__WHAT TO WORK ON__
Answer these questions using the text on estate planning for parents below.
(a) Without a will, who decides who will raise your children?
(b) Which relatives does Ontario law not automatically give decision-making responsibility to?
(c) What document lets someone you trust handle childcare expenses and manage your finances if you become ill or injured?

__SELECTED EXTRACT__
■ ■ ■ ■ ■ ■ ■
Becoming a parent flips life upside down in the best (and busiest) possible way. Between daycare drop-offs, meal prep, and trying to keep a tiny human alive, estate planning usually falls somewhere near the bottom of the to-do list.

But here’s the truth: if you’re a parent, estate planning isn’t something to “get to later.” It’s one of the most important steps you can take to protect your children and give your family long-term security, no matter your age or income level.

Here are some key reasons to start estate planning now:

Plan for your children’s care

If something happens to you and your children’s other parent, who will raise your child? Without a will, the courts will decide without your input. Ontario law doesn’t automatically give decision making responsibility to your parents, siblings, or even a specific side of the family. Without your guidance, your family members may disagree over who should care for your children.

A will allows you to appoint who you want to have decision making responsibility and/or guardianship of your minor children, and provide guidance on how you want your children to be raised.

Estate planning is not only about what happens if you die, you can also protect you and your loved ones while you are alive. If you become ill or injured, a Continuing Power of Attorney for Property will allow someone you trust to handle childcare expenses and manage your finances on your behalf.
■ ■ ■ ■ ■ ■ ■
__DATA LISTING__
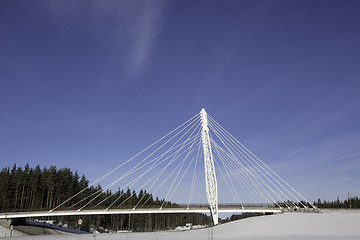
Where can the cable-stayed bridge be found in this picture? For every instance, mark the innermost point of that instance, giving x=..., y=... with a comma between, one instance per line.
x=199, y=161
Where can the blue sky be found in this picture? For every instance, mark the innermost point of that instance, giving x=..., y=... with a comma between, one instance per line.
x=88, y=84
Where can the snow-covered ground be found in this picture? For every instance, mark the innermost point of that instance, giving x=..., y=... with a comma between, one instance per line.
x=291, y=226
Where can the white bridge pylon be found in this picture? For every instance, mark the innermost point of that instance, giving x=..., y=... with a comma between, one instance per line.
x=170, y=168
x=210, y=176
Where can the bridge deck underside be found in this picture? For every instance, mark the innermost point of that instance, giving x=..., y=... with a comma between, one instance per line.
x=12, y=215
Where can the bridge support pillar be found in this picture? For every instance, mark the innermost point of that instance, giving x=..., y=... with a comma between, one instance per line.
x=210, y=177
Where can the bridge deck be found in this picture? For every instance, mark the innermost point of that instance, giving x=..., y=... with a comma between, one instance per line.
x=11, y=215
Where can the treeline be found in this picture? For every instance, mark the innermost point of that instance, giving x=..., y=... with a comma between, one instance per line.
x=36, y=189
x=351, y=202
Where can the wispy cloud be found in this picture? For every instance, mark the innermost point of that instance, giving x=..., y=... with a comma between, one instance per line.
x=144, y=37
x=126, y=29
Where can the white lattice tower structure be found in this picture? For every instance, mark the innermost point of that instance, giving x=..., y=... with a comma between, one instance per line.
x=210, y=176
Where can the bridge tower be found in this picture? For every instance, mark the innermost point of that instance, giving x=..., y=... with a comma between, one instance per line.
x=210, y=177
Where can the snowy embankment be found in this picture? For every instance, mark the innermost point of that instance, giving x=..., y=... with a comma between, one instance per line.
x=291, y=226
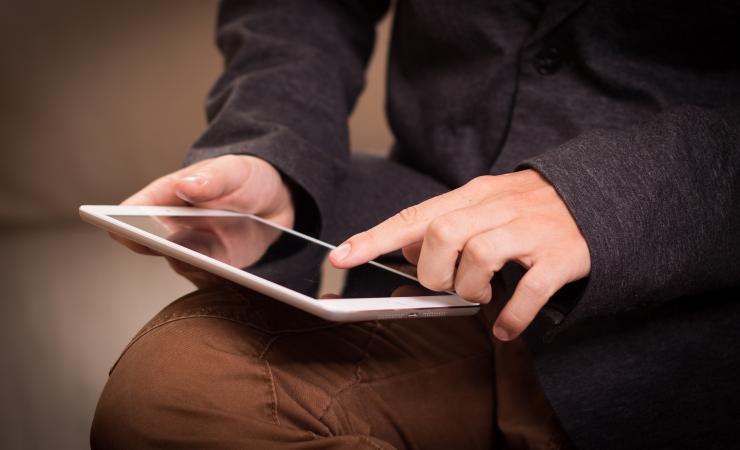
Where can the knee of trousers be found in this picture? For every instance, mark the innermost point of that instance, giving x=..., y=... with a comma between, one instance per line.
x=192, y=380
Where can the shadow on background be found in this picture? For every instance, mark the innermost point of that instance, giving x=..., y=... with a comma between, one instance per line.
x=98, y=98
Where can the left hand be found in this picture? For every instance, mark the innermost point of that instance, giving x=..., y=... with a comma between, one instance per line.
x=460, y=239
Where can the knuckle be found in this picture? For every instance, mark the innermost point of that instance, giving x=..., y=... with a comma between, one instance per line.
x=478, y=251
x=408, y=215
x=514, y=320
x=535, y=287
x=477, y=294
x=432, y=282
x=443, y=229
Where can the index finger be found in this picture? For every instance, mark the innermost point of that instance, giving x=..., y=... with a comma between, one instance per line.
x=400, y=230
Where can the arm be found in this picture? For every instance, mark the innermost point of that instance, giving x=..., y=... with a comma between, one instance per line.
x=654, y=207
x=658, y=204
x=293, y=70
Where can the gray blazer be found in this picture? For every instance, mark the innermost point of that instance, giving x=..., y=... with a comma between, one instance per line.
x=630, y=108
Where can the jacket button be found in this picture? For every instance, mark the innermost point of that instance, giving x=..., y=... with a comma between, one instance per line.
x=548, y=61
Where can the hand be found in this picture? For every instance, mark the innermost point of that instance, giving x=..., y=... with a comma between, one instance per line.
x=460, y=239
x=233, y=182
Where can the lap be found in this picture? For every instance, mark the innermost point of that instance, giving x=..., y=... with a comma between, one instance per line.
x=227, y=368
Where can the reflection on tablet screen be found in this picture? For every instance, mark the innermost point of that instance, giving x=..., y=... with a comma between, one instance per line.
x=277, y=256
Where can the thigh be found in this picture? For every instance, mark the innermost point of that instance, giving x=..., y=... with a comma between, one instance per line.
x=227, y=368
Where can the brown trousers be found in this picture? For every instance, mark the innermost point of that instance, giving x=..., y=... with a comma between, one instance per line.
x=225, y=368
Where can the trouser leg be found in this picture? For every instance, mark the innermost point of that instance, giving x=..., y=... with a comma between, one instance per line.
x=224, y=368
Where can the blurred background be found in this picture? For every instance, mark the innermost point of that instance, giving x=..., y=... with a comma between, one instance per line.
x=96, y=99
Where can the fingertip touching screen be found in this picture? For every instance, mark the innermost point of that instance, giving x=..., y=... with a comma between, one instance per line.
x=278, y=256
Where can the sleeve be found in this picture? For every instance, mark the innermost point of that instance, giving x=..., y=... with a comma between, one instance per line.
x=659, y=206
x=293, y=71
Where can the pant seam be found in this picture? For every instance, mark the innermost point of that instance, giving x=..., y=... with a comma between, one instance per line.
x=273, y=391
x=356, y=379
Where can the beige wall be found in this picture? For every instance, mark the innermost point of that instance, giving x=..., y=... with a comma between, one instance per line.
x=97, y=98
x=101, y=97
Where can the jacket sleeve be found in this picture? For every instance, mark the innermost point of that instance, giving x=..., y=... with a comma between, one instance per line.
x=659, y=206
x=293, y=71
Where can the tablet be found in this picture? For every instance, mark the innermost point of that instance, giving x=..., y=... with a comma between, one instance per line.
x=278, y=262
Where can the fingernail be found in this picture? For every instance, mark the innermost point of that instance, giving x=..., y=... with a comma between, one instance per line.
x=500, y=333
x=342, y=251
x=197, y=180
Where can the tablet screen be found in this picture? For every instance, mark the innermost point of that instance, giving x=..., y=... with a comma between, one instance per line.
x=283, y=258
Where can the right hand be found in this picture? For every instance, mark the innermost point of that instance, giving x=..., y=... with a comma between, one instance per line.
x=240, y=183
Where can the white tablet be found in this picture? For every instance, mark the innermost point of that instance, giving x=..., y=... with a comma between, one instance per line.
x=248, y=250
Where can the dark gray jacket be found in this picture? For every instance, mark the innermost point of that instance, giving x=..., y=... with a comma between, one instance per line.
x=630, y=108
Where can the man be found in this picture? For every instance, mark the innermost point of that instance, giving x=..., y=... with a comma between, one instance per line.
■ ■ ■ ■ ■ ■ ■
__FINAL RESULT__
(a) The courts, without your input.
(b) Your parents, your siblings, or a specific side of the family.
(c) A Continuing Power of Attorney for Property.